■ What you have to do ■
Print the entries below in their entirety, exactly as they are written.

■ Records to process ■
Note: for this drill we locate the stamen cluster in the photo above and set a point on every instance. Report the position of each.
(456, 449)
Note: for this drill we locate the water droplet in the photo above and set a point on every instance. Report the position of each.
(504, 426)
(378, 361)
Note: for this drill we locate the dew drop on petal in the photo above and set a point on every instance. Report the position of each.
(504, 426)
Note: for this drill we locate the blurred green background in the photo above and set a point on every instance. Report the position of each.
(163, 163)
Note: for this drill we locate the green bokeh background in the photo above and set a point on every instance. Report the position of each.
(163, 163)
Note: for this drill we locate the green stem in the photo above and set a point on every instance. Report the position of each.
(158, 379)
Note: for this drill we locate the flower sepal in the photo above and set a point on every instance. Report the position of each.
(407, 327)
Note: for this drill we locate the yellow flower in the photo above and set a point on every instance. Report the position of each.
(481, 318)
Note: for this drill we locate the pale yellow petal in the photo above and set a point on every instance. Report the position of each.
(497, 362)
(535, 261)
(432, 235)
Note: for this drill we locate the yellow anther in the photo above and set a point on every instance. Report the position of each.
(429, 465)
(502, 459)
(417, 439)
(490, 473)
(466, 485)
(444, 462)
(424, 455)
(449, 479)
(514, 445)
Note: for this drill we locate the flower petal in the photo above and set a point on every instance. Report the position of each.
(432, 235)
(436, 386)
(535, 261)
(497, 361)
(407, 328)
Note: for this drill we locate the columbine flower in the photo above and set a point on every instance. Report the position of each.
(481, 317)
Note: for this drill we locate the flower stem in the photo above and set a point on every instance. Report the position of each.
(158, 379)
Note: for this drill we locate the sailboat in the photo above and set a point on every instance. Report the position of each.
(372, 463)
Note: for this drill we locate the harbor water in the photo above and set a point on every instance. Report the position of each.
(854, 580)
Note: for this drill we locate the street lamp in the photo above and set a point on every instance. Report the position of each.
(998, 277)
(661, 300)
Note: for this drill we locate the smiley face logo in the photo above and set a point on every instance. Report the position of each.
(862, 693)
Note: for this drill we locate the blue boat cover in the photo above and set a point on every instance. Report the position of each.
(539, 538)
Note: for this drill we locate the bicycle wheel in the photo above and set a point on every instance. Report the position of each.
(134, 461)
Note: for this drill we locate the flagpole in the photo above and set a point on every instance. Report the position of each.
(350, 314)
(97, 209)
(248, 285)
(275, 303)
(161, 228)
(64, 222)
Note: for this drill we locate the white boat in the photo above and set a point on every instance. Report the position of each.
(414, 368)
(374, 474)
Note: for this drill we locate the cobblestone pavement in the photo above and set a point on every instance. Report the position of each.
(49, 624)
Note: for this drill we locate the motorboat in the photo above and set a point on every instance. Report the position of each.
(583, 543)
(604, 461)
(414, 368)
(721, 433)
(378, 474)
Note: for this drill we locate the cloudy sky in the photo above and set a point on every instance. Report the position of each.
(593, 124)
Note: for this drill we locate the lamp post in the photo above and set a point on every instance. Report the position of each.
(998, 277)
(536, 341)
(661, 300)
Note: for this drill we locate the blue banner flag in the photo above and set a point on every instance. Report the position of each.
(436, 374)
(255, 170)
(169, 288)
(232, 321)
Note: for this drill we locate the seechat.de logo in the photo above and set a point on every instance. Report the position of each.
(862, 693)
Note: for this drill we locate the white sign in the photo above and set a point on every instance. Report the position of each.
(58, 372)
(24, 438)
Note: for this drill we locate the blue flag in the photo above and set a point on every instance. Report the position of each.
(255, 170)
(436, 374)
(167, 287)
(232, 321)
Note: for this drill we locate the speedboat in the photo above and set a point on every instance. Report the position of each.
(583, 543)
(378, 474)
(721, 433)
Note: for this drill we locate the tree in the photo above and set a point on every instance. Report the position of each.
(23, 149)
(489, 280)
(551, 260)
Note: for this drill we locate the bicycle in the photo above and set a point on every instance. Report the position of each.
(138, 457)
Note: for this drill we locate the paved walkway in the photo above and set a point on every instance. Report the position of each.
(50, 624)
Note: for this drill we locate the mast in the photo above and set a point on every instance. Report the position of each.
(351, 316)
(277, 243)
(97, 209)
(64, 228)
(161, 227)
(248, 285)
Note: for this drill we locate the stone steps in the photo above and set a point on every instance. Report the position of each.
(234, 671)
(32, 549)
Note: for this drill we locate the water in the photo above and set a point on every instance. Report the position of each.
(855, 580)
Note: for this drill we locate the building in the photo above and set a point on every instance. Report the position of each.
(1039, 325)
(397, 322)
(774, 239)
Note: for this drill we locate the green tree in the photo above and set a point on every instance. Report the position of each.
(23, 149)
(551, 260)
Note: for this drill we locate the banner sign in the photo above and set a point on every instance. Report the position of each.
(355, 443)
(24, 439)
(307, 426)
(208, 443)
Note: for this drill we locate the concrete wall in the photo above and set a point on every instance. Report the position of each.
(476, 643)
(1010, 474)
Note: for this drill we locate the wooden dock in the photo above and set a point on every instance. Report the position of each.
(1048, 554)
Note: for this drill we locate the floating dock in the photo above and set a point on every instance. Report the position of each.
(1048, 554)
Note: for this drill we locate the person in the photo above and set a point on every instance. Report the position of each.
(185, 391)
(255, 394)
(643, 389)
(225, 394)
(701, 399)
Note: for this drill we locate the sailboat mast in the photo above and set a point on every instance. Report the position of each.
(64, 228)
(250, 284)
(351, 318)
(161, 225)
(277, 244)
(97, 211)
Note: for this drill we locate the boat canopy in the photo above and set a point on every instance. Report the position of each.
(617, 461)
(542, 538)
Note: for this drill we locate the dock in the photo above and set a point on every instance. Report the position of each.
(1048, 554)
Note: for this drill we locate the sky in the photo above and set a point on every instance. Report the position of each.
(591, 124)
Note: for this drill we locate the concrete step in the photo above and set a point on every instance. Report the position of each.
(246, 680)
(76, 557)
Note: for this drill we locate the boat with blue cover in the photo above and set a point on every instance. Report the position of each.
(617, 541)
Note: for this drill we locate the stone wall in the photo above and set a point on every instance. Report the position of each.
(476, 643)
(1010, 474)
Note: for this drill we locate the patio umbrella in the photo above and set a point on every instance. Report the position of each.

■ Correct output ■
Note: for this drill we locate the stamen cluster in the photo above and set a point on every instance. Report the position of each.
(456, 449)
Note: for this drill we locate the water droplet in the photo above and set a point on every instance. Report the position of each.
(504, 426)
(378, 361)
Note: for this drill we locate the dew drop on petal in the photo above and set a point on every instance. Report the position of each.
(504, 426)
Note: for this drill we locate the blurred green background in the photo above and set a point on every instance. Report the position of each.
(163, 163)
Note: for this drill we locate the green bokeh background in the photo above and set a point on every instance. Report the position of each.
(163, 163)
Note: for this drill we locate the green stem in the photo above and set a point on every instance. Report the position of each.
(158, 379)
Note: for this drill we locate the flower sepal in the photo above and set a point on every instance. Report the position of each.
(407, 327)
Note: for this drill we locate the yellow flower in the photo above and set a point on every instance. Report the position of each.
(481, 318)
Note: for this drill we locate the pale yellow petal in the photo above and set a point on every instance. Report the position of each.
(497, 362)
(535, 261)
(432, 235)
Note: for this drill we locate the yellow anther in the photo above and set a point on every instance. Report the position of each.
(429, 465)
(502, 459)
(417, 439)
(490, 473)
(466, 485)
(444, 462)
(424, 455)
(449, 479)
(514, 445)
Note: for this drill we locate the flower petal in the photo above and set a point on every instance. Report the position of each.
(432, 235)
(436, 386)
(535, 261)
(497, 361)
(407, 328)
Note: for this drill we locate the columbine flower in the photo above and set a point on every instance. Report the position of each.
(481, 317)
Note: for this drill we locate the flower stem in the photo above and set a point on every instance. Report the position of each.
(158, 379)
Note: for this drill we locate the sailboat in the photo above and set a point on every instance. Report the position of each.
(372, 463)
Note: for this drill we locate the harbor water in the photo above and set a point on every instance. Report the position of each.
(854, 580)
Note: for this drill we locate the street lamp in the photo above and set a point on every instance. Report the position of each.
(998, 277)
(661, 300)
Note: for this drill we locate the smiley face logo in the photo above and set a point on every instance. Report the position of each.
(862, 693)
Note: for this drill we locate the blue boat cover in the photo above and set a point on every instance. Report the position of each.
(539, 538)
Note: for this drill we locate the bicycle wheel in the photo above and set a point on every instance. Report the position of each.
(134, 461)
Note: for this drill we locate the flagpole in the photo above and set a point on every instance. Report the position of each.
(350, 314)
(97, 209)
(248, 285)
(275, 303)
(161, 228)
(64, 222)
Note: for this drill we locate the white boat in the photo above and set a point on every instance. Report the position of each.
(414, 368)
(374, 474)
Note: for this drill we locate the cobblestone pavement in the photo above and set a point on every instance. Report the position of each.
(49, 624)
Note: for this drill we locate the motorboat in the photo above and set a point on every instance. Report the position of each.
(583, 543)
(604, 461)
(414, 368)
(721, 433)
(378, 474)
Note: for this drill we locate the cloudy sky in the photo above and set a point on every instance. Report the position of each.
(593, 124)
Note: for this drill we locate the lamp post in the photo above and set a point on every instance. Report the position of each.
(998, 277)
(536, 341)
(661, 300)
Note: for this drill we locate the blue banner flag in the photo above and set a point on every instance. Report the position of each.
(436, 374)
(255, 170)
(169, 288)
(232, 321)
Note: for this drill we locate the seechat.de logo in the photo above and set a point on every instance. Report the position of each.
(862, 693)
Note: for this drill we locate the white sign in the photo above and set a point on every instance. Report the position of each.
(58, 372)
(24, 438)
Note: for this drill we locate the blue flag in the photo above and set a point on every instance. Report the position of each.
(255, 170)
(436, 374)
(167, 287)
(232, 321)
Note: for this drill we locate the speedboat in the photo above and set a point on every instance. Report the position of each.
(583, 543)
(378, 474)
(721, 433)
Note: for this drill we locate the tree in the photo above and set a point on every instance. Report the position of each.
(23, 149)
(489, 280)
(551, 260)
Note: for this drill we locate the bicycle in the photo above and set a point on every instance. Report the position of each.
(138, 457)
Note: for this drill we locate the paved walkway in the photo above and set a point on every instance. Report the position of each.
(50, 624)
Note: for this drill we locate the mast in the photo above and set a point on every instance. Report the position of each.
(351, 316)
(277, 243)
(97, 209)
(64, 228)
(161, 227)
(248, 285)
Note: for this drill we locate the stone steps in the photo above and set a point on every instance. Report the position of each.
(234, 671)
(32, 549)
Note: for this drill we locate the water in the photo above and set a point on every instance. Report the position of each.
(855, 580)
Note: for this drill we locate the building in the photo above and set a point on every instance. Report the position of each.
(1039, 325)
(397, 322)
(774, 239)
Note: for this drill we locate the green tree in the photo above and set a point on every instance. Report the position of each.
(23, 149)
(551, 260)
Note: for this drill we locate the banner sign in the photo above and set a point on every instance. Report the position of each.
(355, 443)
(24, 439)
(307, 426)
(208, 443)
Note: for this drill we locate the concrete wall in the photo above and set a point on every instance. Report the position of each.
(476, 643)
(1010, 474)
Note: for this drill we locate the wooden dock in the photo above and set a point on every instance. Report the position of each.
(1048, 554)
Note: for this drill we locate the floating dock in the photo above and set a point on every instance. Report the position of each.
(1048, 554)
Note: for this drill we locate the person in the photo above and set a point on every instance. Report the position of each.
(185, 391)
(255, 394)
(643, 389)
(225, 394)
(701, 399)
Note: for this drill we locate the sailboat mast in the photo above and set a point on every instance. Report the position of each.
(64, 228)
(250, 284)
(351, 318)
(161, 225)
(277, 244)
(97, 211)
Note: for this drill we locate the boat canopy in the photo above and set a point on every instance. Report the position of each.
(617, 461)
(542, 538)
Note: for this drill we locate the dock in the photo above and set a point on every instance. Report the position of each.
(1048, 554)
Note: for this drill we locate the sky in the photo above and set a point on every instance. Report the position of each.
(591, 124)
Note: for this drill we locate the concrete step in the photo above and set a point on every instance. Report the position of each.
(246, 680)
(76, 557)
Note: for this drill we locate the boat with blue cover in the photo above and set a point on every instance. Report the position of each.
(617, 541)
Note: for this drill we locate the stone wall in the photo above and set a point on every instance. Report the position of each.
(476, 643)
(1010, 474)
Note: for this drill we locate the patio umbrella in the photo above and set a point on every instance. Report the position of each.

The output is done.